Directions for this task:
The records are to be copied exactly and in full.
#### Recorded information
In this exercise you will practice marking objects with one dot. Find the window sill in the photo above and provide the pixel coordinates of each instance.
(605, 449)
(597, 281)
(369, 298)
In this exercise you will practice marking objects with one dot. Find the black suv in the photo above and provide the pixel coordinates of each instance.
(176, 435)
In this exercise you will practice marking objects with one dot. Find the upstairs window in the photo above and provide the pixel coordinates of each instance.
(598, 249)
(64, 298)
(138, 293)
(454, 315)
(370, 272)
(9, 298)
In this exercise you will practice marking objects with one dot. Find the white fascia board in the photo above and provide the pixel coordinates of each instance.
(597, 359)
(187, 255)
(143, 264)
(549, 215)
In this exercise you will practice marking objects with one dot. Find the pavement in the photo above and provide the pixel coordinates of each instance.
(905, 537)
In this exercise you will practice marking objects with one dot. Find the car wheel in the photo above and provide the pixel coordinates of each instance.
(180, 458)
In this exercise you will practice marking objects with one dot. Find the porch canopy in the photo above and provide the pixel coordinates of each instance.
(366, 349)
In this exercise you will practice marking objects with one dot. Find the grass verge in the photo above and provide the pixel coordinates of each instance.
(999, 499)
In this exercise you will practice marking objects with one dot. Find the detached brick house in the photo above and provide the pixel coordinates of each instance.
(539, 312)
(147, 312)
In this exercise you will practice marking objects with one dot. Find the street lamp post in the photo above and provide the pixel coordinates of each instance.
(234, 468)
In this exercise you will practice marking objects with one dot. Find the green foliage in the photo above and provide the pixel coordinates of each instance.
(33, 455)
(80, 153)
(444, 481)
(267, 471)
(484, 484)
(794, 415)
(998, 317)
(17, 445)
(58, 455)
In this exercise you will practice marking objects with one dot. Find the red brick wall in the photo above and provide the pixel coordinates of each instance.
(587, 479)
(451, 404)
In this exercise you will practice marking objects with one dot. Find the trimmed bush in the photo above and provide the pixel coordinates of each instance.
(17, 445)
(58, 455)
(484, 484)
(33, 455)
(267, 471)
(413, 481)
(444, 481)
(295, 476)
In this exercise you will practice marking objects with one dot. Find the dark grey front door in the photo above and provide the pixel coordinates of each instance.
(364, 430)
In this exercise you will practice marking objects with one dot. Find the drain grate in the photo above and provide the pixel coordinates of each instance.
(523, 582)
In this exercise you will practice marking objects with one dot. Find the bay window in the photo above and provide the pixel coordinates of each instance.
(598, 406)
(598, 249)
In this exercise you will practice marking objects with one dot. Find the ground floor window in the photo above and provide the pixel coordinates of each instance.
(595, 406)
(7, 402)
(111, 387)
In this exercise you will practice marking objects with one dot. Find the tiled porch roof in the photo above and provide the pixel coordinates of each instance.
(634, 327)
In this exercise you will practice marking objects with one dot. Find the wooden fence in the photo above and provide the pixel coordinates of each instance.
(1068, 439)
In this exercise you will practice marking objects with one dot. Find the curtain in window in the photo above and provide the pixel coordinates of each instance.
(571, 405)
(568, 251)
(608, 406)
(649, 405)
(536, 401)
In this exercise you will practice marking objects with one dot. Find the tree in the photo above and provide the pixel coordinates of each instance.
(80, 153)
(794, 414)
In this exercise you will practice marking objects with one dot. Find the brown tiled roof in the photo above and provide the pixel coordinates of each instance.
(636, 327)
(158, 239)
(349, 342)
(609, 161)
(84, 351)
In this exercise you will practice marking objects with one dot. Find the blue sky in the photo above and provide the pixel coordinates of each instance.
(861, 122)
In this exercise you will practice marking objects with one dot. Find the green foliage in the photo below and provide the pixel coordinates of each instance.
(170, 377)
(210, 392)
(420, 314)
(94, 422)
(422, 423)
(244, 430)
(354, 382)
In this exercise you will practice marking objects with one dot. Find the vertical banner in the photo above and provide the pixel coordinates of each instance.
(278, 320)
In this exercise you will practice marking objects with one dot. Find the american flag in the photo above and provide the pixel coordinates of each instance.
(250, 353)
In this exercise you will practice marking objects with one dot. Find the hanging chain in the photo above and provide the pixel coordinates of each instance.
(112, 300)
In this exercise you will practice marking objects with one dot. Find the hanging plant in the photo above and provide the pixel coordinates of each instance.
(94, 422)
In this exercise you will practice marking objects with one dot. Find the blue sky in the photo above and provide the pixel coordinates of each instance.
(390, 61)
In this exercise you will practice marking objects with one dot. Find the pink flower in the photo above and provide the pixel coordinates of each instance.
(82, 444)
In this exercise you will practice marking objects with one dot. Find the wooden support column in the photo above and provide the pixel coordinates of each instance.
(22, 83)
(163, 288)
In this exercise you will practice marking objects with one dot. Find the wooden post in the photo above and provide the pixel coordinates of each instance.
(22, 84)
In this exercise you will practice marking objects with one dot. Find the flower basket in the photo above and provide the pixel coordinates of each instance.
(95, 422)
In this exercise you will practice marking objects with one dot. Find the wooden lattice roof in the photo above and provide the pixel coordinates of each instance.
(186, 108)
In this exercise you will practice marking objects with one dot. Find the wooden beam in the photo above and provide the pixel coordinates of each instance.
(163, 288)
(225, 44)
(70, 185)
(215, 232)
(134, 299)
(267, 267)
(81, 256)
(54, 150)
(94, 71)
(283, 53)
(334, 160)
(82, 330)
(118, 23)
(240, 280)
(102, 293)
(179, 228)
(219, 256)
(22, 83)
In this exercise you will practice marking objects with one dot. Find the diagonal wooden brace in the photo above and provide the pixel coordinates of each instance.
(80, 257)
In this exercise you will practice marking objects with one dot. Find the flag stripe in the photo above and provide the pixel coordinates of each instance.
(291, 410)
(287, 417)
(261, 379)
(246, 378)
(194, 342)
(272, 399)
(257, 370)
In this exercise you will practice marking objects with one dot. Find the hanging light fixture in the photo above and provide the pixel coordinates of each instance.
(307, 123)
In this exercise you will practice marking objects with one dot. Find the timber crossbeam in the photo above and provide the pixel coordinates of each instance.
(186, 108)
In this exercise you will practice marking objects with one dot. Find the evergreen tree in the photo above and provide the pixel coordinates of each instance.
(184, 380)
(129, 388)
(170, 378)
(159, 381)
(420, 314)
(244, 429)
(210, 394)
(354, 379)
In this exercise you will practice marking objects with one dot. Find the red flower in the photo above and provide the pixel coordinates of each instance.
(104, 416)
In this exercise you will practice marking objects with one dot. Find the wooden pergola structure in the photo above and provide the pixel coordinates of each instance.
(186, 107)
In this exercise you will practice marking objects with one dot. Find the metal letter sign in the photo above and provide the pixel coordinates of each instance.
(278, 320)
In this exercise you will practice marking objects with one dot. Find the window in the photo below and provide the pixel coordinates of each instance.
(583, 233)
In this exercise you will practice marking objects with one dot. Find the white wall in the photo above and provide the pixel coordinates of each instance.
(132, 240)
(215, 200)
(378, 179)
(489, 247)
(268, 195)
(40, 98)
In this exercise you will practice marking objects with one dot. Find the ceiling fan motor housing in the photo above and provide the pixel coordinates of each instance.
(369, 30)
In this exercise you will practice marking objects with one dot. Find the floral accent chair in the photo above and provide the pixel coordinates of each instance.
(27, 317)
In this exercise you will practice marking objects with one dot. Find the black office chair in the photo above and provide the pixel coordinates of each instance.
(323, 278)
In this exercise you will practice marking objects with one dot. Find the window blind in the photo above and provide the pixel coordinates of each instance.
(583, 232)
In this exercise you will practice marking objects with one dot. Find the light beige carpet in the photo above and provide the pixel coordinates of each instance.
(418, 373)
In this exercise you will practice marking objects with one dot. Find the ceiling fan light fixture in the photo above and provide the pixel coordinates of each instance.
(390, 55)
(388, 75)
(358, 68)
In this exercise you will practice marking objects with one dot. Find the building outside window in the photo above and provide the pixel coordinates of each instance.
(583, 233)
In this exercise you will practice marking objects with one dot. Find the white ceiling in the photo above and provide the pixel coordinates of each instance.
########
Output of the task:
In this exercise you will practice marking objects with one dot. Find the window sill in the photo above and provide the pixel coordinates of each instance.
(605, 449)
(597, 281)
(369, 298)
In this exercise you will practice marking objects with one dot. Find the black suv in the photo above and provide the pixel coordinates of each instance.
(176, 435)
In this exercise you will practice marking objects with one dot. Find the upstairs window in the photo above and provide the pixel coordinates of each instance.
(598, 249)
(64, 298)
(138, 293)
(454, 315)
(370, 272)
(9, 298)
In this exercise you will practice marking objects with one dot. Find the white fascia board in the photo above and provide the pixel coordinates of each instance.
(597, 359)
(187, 255)
(143, 264)
(549, 215)
In this exercise you will practice marking objects with one dot. Find the pavement in the photo above and provide the pixel coordinates of each instance.
(905, 537)
In this exercise you will practice marking objects with one dot. Find the car wheel in the photo above and provide the pixel coordinates of each instance.
(180, 458)
In this exercise you will practice marking objects with one dot. Find the porch canopy in the photo above and provide the pixel coordinates of each instance.
(366, 349)
In this exercise you will practice marking objects with one dot. Find the grass verge in the photo above and provide the pixel coordinates of each instance.
(999, 499)
In this exercise you will practice marking objects with one dot. Find the detached brick house in the photo above and provide the pixel coordinates of each instance.
(539, 312)
(147, 312)
In this exercise you will practice marking objects with one dot. Find the street lamp post in the photo above and provide the pixel coordinates of each instance.
(234, 468)
In this exercise you will practice marking objects with one dot. Find the green foliage in the photo above and provide the pixel coordinates of each instance.
(33, 455)
(80, 153)
(444, 481)
(267, 471)
(484, 484)
(794, 415)
(998, 317)
(17, 445)
(58, 455)
In this exercise you will practice marking objects with one dot. Find the red brick wall in the photo above and provide the pixel coordinates of each instance.
(587, 479)
(451, 404)
In this exercise you will practice marking objects with one dot. Find the trimmed bush in the photo above and provide the pixel coordinates of each instance.
(17, 445)
(58, 455)
(484, 484)
(33, 455)
(267, 471)
(413, 481)
(444, 481)
(295, 476)
In this exercise you will practice marking objects with one dot. Find the dark grey front door in the photo above and provide the pixel coordinates of each instance.
(364, 430)
In this exercise you will practice marking objects with one dot. Find the drain grate in the photo above and provide the pixel coordinates of each instance.
(523, 582)
In this exercise you will practice marking objects with one dot. Find the bay window in the photo above and provide the pixel coordinates of each instance.
(598, 406)
(598, 249)
In this exercise you will practice marking objects with one dot. Find the ground floor window in the photo above and provide the pixel coordinates of each instance.
(595, 406)
(7, 402)
(111, 387)
In this exercise you will practice marking objects with one dot. Find the tiled porch roof in the photo above and provide the pixel coordinates of each instance.
(634, 327)
In this exercise you will practice marking objects with one dot. Find the wooden fence in the photo above and provide the pixel coordinates of each instance.
(1068, 439)
In this exercise you will practice marking objects with one dot. Find the curtain in window in the photo above and provide the pixel coordinates of each instance.
(571, 405)
(568, 251)
(608, 406)
(649, 405)
(536, 401)
In this exercise you will practice marking objects with one dot. Find the tree in the photo above and provide the pixel coordinates of each instance.
(80, 153)
(794, 414)
In this exercise you will practice marking objects with one dot. Find the brown tiled roof in the photo above and provide the pixel coordinates of each instance.
(636, 327)
(158, 239)
(349, 342)
(609, 161)
(84, 351)
In this exercise you will practice marking objects with one dot. Find the blue sky in the photo above and provide the pixel coordinates of each instance.
(861, 122)
In this exercise you will practice marking objects with one dot. Find the green foliage in the photo below and provide the pixel coordinates of each instance.
(170, 377)
(210, 392)
(420, 314)
(94, 422)
(422, 423)
(244, 430)
(354, 382)
In this exercise you will practice marking objects with one dot. Find the vertical banner in the photo above and provide the pixel coordinates of each instance.
(278, 320)
In this exercise you will practice marking objects with one dot. Find the american flag in the photo above and provide the pixel coordinates of each instance.
(250, 353)
In this exercise you will practice marking objects with one dot. Find the hanging chain in the photo above and provide the pixel coordinates of each instance.
(112, 300)
In this exercise you will practice marking objects with one dot. Find the hanging plant in the photo above and provide the pixel coordinates of each instance.
(94, 422)
In this exercise you will practice marking objects with one dot. Find the blue sky in the photo above and provide the pixel coordinates of each instance.
(390, 61)
In this exercise you will practice marking objects with one dot. Find the pink flower in the photo above and provide the pixel coordinates of each instance.
(82, 444)
In this exercise you will practice marking objects with one dot. Find the wooden support column in the photo above and provide the pixel coordinates of each instance.
(22, 83)
(163, 288)
In this exercise you will practice marking objects with one dot. Find the wooden post in the photo above and provide the pixel coordinates of each instance.
(22, 84)
In this exercise you will practice marking objects with one dot. Find the flower basket in the photo above and provide the pixel coordinates of each instance.
(95, 422)
In this exercise you will practice marking objects with one dot. Find the wooden lattice roof in the photo above and provide the pixel coordinates of each instance.
(186, 108)
In this exercise you will practice marking objects with one dot. Find the wooden beam in the photo above and provide the pixel coordinates of each instance.
(163, 288)
(225, 44)
(70, 185)
(215, 232)
(134, 299)
(267, 267)
(81, 256)
(54, 150)
(94, 71)
(283, 53)
(334, 160)
(82, 330)
(118, 23)
(240, 280)
(102, 293)
(179, 228)
(219, 256)
(22, 83)
In this exercise you will practice marking objects with one dot. Find the diagonal wooden brace in the photo above and provide the pixel coordinates of each instance.
(80, 257)
In this exercise you will practice marking objects with one dot. Find the flag stripe in the photo above and provide the pixel coordinates of each instance.
(291, 410)
(287, 417)
(261, 379)
(246, 378)
(194, 342)
(272, 399)
(257, 370)
In this exercise you will practice marking objects with one dot. Find the hanging light fixture in the photo above and provide the pixel coordinates of each instance.
(307, 123)
In this exercise you will practice marking objects with one dot. Find the timber crossbeam in the photo above and provide the pixel coordinates of each instance.
(186, 108)
In this exercise you will practice marking objects with one dot. Find the evergreen tree in the photo above and provide the pixel coordinates of each instance.
(184, 380)
(129, 388)
(170, 378)
(159, 381)
(420, 314)
(244, 429)
(210, 394)
(354, 379)
In this exercise you will practice marking objects with one dot. Find the red flower in the photo above and provide the pixel coordinates of each instance.
(104, 416)
In this exercise you will practice marking objects with one dot. Find the wooden pergola structure in the photo above and provide the pixel coordinates of each instance.
(186, 107)
In this exercise you will practice marking objects with one dot. Find the metal letter sign in the photo above and provide the pixel coordinates of each instance.
(278, 320)
In this exercise you will practice marking objects with one dot. Find the window in the photo below and provide the pixel coordinates of each instance.
(583, 233)
In this exercise you will practice marking objects with one dot. Find the white wall in the photo above and provide the pixel coordinates of each instance.
(132, 240)
(215, 200)
(378, 179)
(489, 247)
(268, 195)
(40, 98)
In this exercise you will practice marking objects with one dot. Find the ceiling fan motor housing in the photo above and provide the pixel coordinates of each instance.
(369, 30)
In this exercise you will practice marking objects with one dot. Find the floral accent chair in the photo above and provide the pixel coordinates of each instance.
(27, 317)
In this exercise you will practice marking objects with one dot. Find the black office chair in the photo above and provide the pixel coordinates of each instance.
(323, 278)
In this exercise you will practice marking objects with one dot. Find the window blind in the photo above and provide the pixel coordinates of each instance.
(583, 232)
In this exercise you will practice marking objects with one dot. Find the light beige carpet in the photo above and provide the pixel coordinates of each instance.
(418, 373)
In this exercise you will practice marking objects with one dot. Find the ceiling fan light fixture in the photo above and provide the pixel coordinates of each instance.
(390, 55)
(388, 75)
(358, 68)
In this exercise you will practice marking objects with one dot. Find the building outside window in the photo above and provide the pixel coordinates of each instance.
(583, 233)
In this exercise you will practice marking objects with one dot. Find the white ceiling in the photo above and provide the pixel coordinates of each instance.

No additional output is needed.